#### Source material:
----

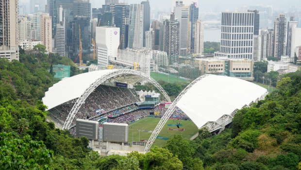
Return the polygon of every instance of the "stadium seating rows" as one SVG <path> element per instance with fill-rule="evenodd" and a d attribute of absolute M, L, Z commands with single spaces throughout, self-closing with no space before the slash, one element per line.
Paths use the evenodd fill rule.
<path fill-rule="evenodd" d="M 100 85 L 82 105 L 72 124 L 75 124 L 77 119 L 90 119 L 101 112 L 110 112 L 128 105 L 133 107 L 131 104 L 138 102 L 139 97 L 134 89 Z M 49 111 L 48 116 L 52 121 L 63 126 L 74 104 L 64 103 L 52 108 Z"/>

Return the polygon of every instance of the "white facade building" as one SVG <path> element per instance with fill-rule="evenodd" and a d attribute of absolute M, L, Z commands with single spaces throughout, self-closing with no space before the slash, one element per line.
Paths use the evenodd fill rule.
<path fill-rule="evenodd" d="M 38 44 L 42 44 L 41 41 L 23 40 L 19 41 L 19 45 L 24 50 L 33 50 L 33 47 Z"/>
<path fill-rule="evenodd" d="M 289 21 L 287 26 L 287 54 L 290 57 L 295 57 L 296 47 L 301 46 L 301 28 L 297 28 L 297 21 Z"/>
<path fill-rule="evenodd" d="M 152 59 L 159 67 L 163 66 L 167 67 L 168 65 L 168 57 L 165 51 L 153 50 Z"/>
<path fill-rule="evenodd" d="M 155 32 L 152 28 L 145 32 L 145 48 L 150 50 L 155 49 Z"/>
<path fill-rule="evenodd" d="M 260 61 L 261 59 L 261 35 L 254 35 L 253 59 L 255 61 Z"/>
<path fill-rule="evenodd" d="M 97 63 L 99 66 L 107 66 L 109 58 L 117 55 L 120 28 L 97 27 L 96 30 Z"/>
<path fill-rule="evenodd" d="M 260 43 L 260 61 L 265 60 L 267 58 L 267 46 L 268 44 L 268 30 L 260 31 L 261 42 Z"/>
<path fill-rule="evenodd" d="M 150 75 L 150 59 L 152 56 L 152 50 L 127 48 L 119 51 L 117 61 L 127 63 L 131 66 L 134 66 L 134 63 L 136 62 L 139 65 L 139 71 Z"/>
<path fill-rule="evenodd" d="M 56 24 L 56 52 L 61 56 L 66 56 L 66 31 L 63 7 L 59 8 L 59 21 Z"/>
<path fill-rule="evenodd" d="M 129 44 L 133 49 L 143 47 L 143 5 L 134 3 L 130 6 Z"/>
<path fill-rule="evenodd" d="M 255 13 L 223 12 L 220 51 L 216 56 L 253 59 Z"/>
<path fill-rule="evenodd" d="M 189 22 L 190 7 L 179 5 L 174 8 L 175 17 L 180 23 L 180 55 L 190 53 L 191 22 Z"/>
<path fill-rule="evenodd" d="M 18 0 L 2 0 L 0 13 L 0 57 L 19 60 Z"/>
<path fill-rule="evenodd" d="M 177 6 L 184 5 L 186 6 L 189 6 L 191 4 L 192 4 L 192 1 L 189 0 L 172 0 L 172 2 L 171 4 L 171 11 L 174 12 L 174 7 Z M 195 5 L 197 6 L 198 3 L 195 3 Z"/>
<path fill-rule="evenodd" d="M 204 22 L 198 20 L 195 24 L 194 53 L 201 54 L 204 52 Z"/>
<path fill-rule="evenodd" d="M 27 17 L 21 17 L 18 19 L 18 31 L 19 40 L 32 39 L 32 21 L 27 20 Z"/>

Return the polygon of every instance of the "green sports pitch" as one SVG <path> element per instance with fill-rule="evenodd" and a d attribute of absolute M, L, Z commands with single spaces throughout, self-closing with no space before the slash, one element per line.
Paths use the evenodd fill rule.
<path fill-rule="evenodd" d="M 132 141 L 139 141 L 146 139 L 149 140 L 152 131 L 159 123 L 160 119 L 156 118 L 147 117 L 130 124 L 129 125 L 129 142 Z M 168 139 L 173 136 L 175 134 L 181 134 L 183 137 L 190 139 L 192 136 L 198 133 L 198 127 L 192 121 L 180 120 L 180 123 L 182 126 L 180 126 L 180 129 L 184 129 L 184 131 L 170 130 L 169 128 L 177 129 L 177 126 L 172 126 L 176 124 L 178 120 L 169 119 L 165 124 L 163 128 L 161 131 L 158 137 L 155 140 L 155 143 L 152 145 L 159 147 L 165 146 Z M 168 125 L 169 125 L 168 126 Z M 134 136 L 133 136 L 134 135 Z"/>
<path fill-rule="evenodd" d="M 151 72 L 150 77 L 151 77 L 151 78 L 155 79 L 155 80 L 157 81 L 159 80 L 162 80 L 166 82 L 168 81 L 169 83 L 178 82 L 178 77 L 172 77 L 171 76 L 169 76 L 168 77 L 168 76 L 167 75 L 159 73 L 157 73 L 156 72 Z M 189 82 L 189 81 L 185 80 L 185 79 L 179 78 L 179 82 Z"/>

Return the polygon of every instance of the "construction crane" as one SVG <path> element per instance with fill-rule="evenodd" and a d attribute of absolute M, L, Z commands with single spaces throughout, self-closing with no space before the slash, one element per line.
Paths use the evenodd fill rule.
<path fill-rule="evenodd" d="M 101 20 L 101 18 L 100 18 L 100 21 L 98 21 L 98 25 L 97 25 L 98 27 L 99 27 L 100 25 L 100 21 Z"/>
<path fill-rule="evenodd" d="M 80 34 L 80 66 L 82 66 L 83 64 L 83 60 L 82 58 L 82 36 L 81 35 L 81 25 L 79 25 L 79 32 Z"/>
<path fill-rule="evenodd" d="M 93 60 L 95 59 L 95 40 L 92 39 L 92 44 L 93 45 Z"/>
<path fill-rule="evenodd" d="M 120 42 L 119 43 L 119 47 L 118 48 L 118 51 L 119 52 L 119 50 L 120 49 L 120 47 L 121 47 L 121 42 L 122 42 L 122 34 L 121 34 L 121 38 L 120 39 Z"/>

----

#### What to produce:
Reproduce every record above verbatim, leaving out the pictures.

#### Solution:
Return the polygon of every instance of the "stadium seating rows" as one SVG <path> element per instance with fill-rule="evenodd" and a d attribute of absolute M, L, Z commands with single spaces throughout, self-closing with no space before the slash, one element per line.
Paths use the evenodd fill rule.
<path fill-rule="evenodd" d="M 100 85 L 82 105 L 72 124 L 75 124 L 77 119 L 90 119 L 101 112 L 110 112 L 128 105 L 133 107 L 131 104 L 138 102 L 139 97 L 134 89 Z M 49 111 L 48 116 L 52 121 L 63 126 L 74 104 L 64 103 L 52 108 Z"/>

Return the polygon of every instance of the "white facade building" as one SVG <path> element per instance with fill-rule="evenodd" and a d attribute of absolute M, L, Z commands with single spaces throughout, self-closing with no space before the slash, one element per line.
Paths use the evenodd fill rule.
<path fill-rule="evenodd" d="M 38 44 L 42 44 L 41 41 L 23 40 L 19 41 L 19 45 L 24 50 L 33 50 L 33 47 Z"/>
<path fill-rule="evenodd" d="M 289 21 L 287 26 L 287 54 L 290 57 L 295 57 L 296 47 L 301 46 L 301 28 L 297 28 L 297 21 Z"/>
<path fill-rule="evenodd" d="M 152 59 L 159 67 L 163 66 L 167 67 L 168 65 L 168 57 L 165 51 L 153 50 Z"/>
<path fill-rule="evenodd" d="M 155 32 L 152 28 L 145 32 L 145 48 L 150 50 L 155 49 Z"/>
<path fill-rule="evenodd" d="M 260 61 L 261 59 L 261 35 L 254 35 L 253 59 L 255 61 Z"/>
<path fill-rule="evenodd" d="M 97 63 L 99 66 L 107 66 L 109 58 L 117 55 L 120 28 L 97 27 L 96 30 Z"/>
<path fill-rule="evenodd" d="M 260 43 L 260 61 L 265 60 L 267 58 L 267 46 L 268 44 L 268 30 L 260 31 L 261 42 Z"/>
<path fill-rule="evenodd" d="M 150 75 L 150 59 L 152 56 L 152 50 L 127 48 L 119 51 L 117 61 L 127 63 L 131 66 L 134 66 L 134 63 L 136 62 L 139 65 L 139 71 Z"/>
<path fill-rule="evenodd" d="M 56 24 L 56 52 L 61 56 L 66 56 L 66 31 L 63 7 L 59 8 L 59 21 Z"/>
<path fill-rule="evenodd" d="M 129 44 L 133 49 L 143 47 L 143 5 L 134 3 L 130 6 Z"/>
<path fill-rule="evenodd" d="M 255 13 L 223 12 L 220 51 L 216 56 L 253 59 Z"/>
<path fill-rule="evenodd" d="M 189 22 L 190 7 L 179 5 L 174 8 L 175 17 L 180 23 L 180 55 L 190 53 L 191 22 Z"/>
<path fill-rule="evenodd" d="M 18 0 L 2 0 L 0 13 L 0 57 L 19 60 Z"/>
<path fill-rule="evenodd" d="M 177 6 L 184 5 L 186 6 L 189 6 L 191 4 L 192 4 L 192 1 L 189 0 L 172 0 L 172 2 L 171 4 L 171 11 L 174 12 L 174 7 Z M 195 5 L 197 6 L 198 3 L 195 3 Z"/>
<path fill-rule="evenodd" d="M 204 22 L 198 20 L 195 24 L 194 53 L 201 54 L 204 52 Z"/>
<path fill-rule="evenodd" d="M 27 17 L 21 17 L 18 19 L 18 31 L 19 40 L 32 39 L 32 21 L 27 20 Z"/>

Return the polygon of every instance of the "green sports pitch" as one SVG <path> element per instance with fill-rule="evenodd" and a d attribute of absolute M, L, Z commands with single spaces throughout, self-closing with no space before the slash, one element per line.
Paths use the evenodd fill rule.
<path fill-rule="evenodd" d="M 132 141 L 139 141 L 146 139 L 149 140 L 152 131 L 159 123 L 160 119 L 156 118 L 147 117 L 130 124 L 129 125 L 129 142 Z M 168 139 L 173 136 L 175 134 L 181 134 L 183 137 L 190 139 L 192 136 L 198 133 L 198 127 L 192 121 L 180 120 L 180 123 L 182 126 L 180 126 L 180 129 L 184 129 L 184 131 L 170 130 L 169 128 L 177 129 L 177 126 L 172 126 L 176 124 L 178 120 L 169 119 L 165 124 L 163 128 L 161 131 L 158 137 L 155 140 L 155 143 L 152 145 L 159 147 L 165 146 Z M 168 125 L 169 125 L 168 126 Z M 134 136 L 133 136 L 134 135 Z"/>
<path fill-rule="evenodd" d="M 151 72 L 150 77 L 151 77 L 151 78 L 155 79 L 155 80 L 157 81 L 159 80 L 162 80 L 166 82 L 168 81 L 169 83 L 178 82 L 178 77 L 172 77 L 171 76 L 169 76 L 168 77 L 168 76 L 167 75 L 159 73 L 157 73 L 156 72 Z M 189 82 L 189 81 L 185 80 L 185 79 L 179 78 L 179 82 Z"/>

Return the polygon of every instance of the "construction crane" as one SVG <path> element per instance with fill-rule="evenodd" and a d attribute of absolute M, L, Z commands with single spaces throughout, self-closing with no space before the slash, one element per line.
Paths use the evenodd fill rule.
<path fill-rule="evenodd" d="M 101 20 L 101 18 L 100 18 L 100 21 L 98 21 L 98 25 L 97 25 L 98 27 L 99 27 L 100 25 L 100 21 Z"/>
<path fill-rule="evenodd" d="M 80 34 L 80 66 L 82 66 L 83 64 L 83 60 L 82 58 L 82 36 L 81 35 L 81 25 L 79 25 L 79 32 Z"/>
<path fill-rule="evenodd" d="M 93 60 L 95 59 L 95 40 L 92 39 L 92 44 L 93 45 Z"/>
<path fill-rule="evenodd" d="M 120 42 L 119 43 L 119 47 L 118 48 L 118 51 L 119 52 L 119 50 L 120 49 L 120 47 L 121 47 L 121 42 L 122 42 L 122 34 L 121 34 L 121 38 L 120 39 Z"/>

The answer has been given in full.